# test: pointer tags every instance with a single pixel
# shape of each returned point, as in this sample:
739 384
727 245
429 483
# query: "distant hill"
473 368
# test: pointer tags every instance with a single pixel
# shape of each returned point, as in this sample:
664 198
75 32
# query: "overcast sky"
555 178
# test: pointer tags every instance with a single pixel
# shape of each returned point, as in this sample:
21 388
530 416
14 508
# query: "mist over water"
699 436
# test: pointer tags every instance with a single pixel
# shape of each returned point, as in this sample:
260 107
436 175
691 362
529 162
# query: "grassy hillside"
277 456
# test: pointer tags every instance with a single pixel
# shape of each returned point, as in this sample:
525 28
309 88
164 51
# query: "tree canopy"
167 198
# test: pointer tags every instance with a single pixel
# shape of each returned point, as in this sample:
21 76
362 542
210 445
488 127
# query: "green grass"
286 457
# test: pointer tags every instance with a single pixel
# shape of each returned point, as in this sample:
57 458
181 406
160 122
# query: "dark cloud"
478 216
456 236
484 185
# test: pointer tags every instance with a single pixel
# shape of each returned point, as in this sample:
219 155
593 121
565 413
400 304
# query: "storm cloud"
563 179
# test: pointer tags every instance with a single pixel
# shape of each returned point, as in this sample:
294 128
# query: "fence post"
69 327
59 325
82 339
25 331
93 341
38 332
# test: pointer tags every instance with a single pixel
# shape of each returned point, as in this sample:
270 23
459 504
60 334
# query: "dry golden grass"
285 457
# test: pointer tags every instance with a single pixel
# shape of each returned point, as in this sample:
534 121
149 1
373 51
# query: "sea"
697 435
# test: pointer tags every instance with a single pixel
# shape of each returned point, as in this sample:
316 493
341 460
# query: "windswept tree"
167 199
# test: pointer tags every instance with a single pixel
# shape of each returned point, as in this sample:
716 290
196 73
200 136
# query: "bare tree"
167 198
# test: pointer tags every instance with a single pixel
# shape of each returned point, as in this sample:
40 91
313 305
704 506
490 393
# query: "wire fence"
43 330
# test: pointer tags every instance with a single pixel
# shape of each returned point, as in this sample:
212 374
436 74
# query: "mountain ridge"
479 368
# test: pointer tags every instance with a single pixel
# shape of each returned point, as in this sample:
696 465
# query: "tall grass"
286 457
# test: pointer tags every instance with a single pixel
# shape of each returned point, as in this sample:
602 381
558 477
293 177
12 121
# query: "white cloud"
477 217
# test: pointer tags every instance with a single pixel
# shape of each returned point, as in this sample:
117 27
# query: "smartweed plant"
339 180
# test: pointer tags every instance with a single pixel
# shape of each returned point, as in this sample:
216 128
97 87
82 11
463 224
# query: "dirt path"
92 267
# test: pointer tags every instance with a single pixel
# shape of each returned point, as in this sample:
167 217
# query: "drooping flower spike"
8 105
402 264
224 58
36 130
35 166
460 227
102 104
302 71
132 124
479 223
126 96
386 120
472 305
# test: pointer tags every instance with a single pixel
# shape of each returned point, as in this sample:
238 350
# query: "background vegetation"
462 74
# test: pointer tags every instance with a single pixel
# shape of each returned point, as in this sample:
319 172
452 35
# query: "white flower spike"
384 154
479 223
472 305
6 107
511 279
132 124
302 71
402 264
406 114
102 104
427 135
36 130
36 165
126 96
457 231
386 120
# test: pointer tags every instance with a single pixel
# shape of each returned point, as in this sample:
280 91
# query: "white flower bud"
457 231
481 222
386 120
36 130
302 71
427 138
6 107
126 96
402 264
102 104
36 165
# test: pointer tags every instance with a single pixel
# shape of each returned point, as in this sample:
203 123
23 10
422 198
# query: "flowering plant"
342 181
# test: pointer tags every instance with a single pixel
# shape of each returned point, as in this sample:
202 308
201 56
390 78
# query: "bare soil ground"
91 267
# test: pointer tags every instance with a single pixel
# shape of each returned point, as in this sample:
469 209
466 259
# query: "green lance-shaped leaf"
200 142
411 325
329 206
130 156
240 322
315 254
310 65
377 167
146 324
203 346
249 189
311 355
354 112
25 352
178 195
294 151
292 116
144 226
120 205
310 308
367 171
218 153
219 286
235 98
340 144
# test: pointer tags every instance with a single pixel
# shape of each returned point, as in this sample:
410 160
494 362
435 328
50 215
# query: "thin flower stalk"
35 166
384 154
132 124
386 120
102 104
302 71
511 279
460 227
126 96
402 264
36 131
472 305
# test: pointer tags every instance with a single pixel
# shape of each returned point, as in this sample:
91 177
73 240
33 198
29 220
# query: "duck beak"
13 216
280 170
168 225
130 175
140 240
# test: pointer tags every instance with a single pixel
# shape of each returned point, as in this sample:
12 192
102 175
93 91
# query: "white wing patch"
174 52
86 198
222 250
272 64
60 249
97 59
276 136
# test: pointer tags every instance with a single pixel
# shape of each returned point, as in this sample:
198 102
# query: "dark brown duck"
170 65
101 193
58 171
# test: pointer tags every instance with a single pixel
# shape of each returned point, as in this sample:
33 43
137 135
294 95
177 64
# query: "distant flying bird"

### Opdracht
Meld in hoeveel regels van de records de tekenreeks "cloud" voorkomt, waarbij het verschil tussen hoofdletters en kleine letters telt. Geef alleen het getal.

### Uitgewerkte oplossing
3